Reproduce the GitHub issue on Arrow 1.0.0 timezone errors word for word, from "Not entirely clear" to "works or fails.".

Text block
——
Address parquet / pyarrow 1.0.0 vs. pandas tzinfo incompatibilites in timezone aware columns
See original GitHub issueSomething about the way that we are specifying the arrow / parquet schema in epacems_to_parquet
appears to be incompatible with Apache Arrow 1.0.0 – though it works fine with Arrow 0.17.1. If you attempt to run an epacems_to_parquet
conversion with arrow 1.0.0 installed, it fails on attempting to convert the operating_datetime_utc
column from a pandas to an arrow column. However, if the timezone is left out of the timestamp column’s schema definition (and it is allowed to assume UTC, which is the default and correct in this case) it then fails on one of the int32
columns, saying that a floating point value has been truncated.
Not entirely clear what changed between the pre-1.0 and post-1.0 versions of Arrow that would have broken this, but that seems to be the controlling factor in whether what we’re doing works or fails.
See the Arrow 1.0.0 release announcement which links to a complete change log.
To minimally recreate the bad behavior, given some pre-existing EPA CEMS datapackage outputs, you can use the following code:
import pandas as pd
import pyarrow as pa
import pyarrow.parquet as pq
import pudl
# The path to wherever your EPA CEMS outputs are:
epacems_dir = "./"
# The path to wherever you want it to create a Parquet dataset:
output_dir = "./"
year = 2018
state = "ID"
——
Data listing
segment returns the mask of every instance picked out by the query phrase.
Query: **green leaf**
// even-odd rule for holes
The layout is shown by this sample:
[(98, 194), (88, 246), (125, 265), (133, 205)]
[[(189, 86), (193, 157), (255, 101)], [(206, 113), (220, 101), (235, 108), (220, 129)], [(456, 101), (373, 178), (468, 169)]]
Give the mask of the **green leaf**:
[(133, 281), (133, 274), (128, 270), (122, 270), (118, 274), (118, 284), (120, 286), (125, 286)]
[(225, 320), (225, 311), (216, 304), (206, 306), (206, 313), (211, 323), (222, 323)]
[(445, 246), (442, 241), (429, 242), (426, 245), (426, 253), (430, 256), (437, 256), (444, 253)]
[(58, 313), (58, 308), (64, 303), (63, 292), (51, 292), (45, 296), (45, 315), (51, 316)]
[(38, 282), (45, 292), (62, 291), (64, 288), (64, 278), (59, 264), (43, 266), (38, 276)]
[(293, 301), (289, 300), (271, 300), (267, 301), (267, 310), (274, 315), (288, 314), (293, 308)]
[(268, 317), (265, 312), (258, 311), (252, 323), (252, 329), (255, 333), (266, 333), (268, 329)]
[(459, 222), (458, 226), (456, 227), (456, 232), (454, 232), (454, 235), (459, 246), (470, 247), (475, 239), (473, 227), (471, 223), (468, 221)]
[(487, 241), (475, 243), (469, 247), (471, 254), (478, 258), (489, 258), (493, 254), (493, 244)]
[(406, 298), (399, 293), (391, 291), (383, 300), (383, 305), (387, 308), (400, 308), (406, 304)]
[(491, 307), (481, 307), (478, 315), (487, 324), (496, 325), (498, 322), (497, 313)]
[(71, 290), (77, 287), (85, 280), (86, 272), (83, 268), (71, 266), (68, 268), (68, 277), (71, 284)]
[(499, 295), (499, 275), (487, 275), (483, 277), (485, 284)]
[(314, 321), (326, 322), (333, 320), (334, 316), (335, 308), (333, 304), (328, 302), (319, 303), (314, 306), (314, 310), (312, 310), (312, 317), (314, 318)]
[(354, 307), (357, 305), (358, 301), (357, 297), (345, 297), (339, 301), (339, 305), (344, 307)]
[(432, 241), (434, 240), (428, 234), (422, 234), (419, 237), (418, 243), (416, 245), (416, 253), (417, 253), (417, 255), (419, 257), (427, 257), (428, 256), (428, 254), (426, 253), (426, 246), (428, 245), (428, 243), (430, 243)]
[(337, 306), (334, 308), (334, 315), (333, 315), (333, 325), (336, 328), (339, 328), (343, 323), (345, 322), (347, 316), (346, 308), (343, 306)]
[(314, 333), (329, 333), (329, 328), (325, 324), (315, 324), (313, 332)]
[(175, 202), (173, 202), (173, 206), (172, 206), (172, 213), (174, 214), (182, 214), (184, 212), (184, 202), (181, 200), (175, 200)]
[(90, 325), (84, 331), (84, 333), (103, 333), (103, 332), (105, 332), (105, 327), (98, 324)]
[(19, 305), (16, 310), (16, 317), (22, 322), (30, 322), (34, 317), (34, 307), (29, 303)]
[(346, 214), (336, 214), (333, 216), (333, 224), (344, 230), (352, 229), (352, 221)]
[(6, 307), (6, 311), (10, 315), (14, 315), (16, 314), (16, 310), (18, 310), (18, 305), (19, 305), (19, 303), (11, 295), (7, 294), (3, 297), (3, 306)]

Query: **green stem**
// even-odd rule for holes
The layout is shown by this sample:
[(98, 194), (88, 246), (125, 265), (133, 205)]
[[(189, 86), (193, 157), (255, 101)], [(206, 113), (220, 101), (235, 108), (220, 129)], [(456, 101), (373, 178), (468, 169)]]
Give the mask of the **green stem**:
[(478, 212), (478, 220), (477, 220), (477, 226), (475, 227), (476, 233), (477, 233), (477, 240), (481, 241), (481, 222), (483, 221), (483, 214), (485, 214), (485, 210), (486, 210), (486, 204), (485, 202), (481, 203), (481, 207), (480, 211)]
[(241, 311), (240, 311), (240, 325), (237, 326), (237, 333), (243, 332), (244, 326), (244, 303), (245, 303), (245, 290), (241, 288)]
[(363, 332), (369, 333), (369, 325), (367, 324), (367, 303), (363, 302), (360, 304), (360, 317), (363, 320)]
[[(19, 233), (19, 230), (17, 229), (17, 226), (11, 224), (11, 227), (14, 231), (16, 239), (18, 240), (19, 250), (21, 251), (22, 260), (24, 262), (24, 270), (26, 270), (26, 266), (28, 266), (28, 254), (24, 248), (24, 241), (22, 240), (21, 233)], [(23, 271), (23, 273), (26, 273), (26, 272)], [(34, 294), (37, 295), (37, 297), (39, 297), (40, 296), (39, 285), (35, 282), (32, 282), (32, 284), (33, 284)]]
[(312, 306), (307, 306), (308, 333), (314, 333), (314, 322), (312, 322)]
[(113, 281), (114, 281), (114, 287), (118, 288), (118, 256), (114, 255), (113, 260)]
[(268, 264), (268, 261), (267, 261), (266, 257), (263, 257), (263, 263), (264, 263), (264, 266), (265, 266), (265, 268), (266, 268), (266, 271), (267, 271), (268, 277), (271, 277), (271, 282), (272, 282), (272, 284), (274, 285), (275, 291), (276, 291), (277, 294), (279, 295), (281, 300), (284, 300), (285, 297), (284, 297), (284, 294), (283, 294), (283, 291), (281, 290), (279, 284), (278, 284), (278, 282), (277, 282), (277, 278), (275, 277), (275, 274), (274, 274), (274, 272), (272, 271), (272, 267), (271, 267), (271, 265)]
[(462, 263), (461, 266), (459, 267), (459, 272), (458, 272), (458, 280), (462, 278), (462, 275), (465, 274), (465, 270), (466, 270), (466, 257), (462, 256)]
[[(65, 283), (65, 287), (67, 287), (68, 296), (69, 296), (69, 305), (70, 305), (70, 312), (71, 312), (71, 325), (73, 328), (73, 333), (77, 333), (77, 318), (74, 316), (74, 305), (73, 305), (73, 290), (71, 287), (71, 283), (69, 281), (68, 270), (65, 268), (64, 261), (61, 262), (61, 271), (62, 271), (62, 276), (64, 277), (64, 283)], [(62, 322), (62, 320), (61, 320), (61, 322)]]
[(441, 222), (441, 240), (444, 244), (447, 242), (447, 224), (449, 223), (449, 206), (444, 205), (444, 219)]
——
Result for this task
Not entirely clear what changed between the pre-1.0 and post-1.0 versions of Arrow that would have broken this, but that seems to be the controlling factor in whether what we’re doing works or fails.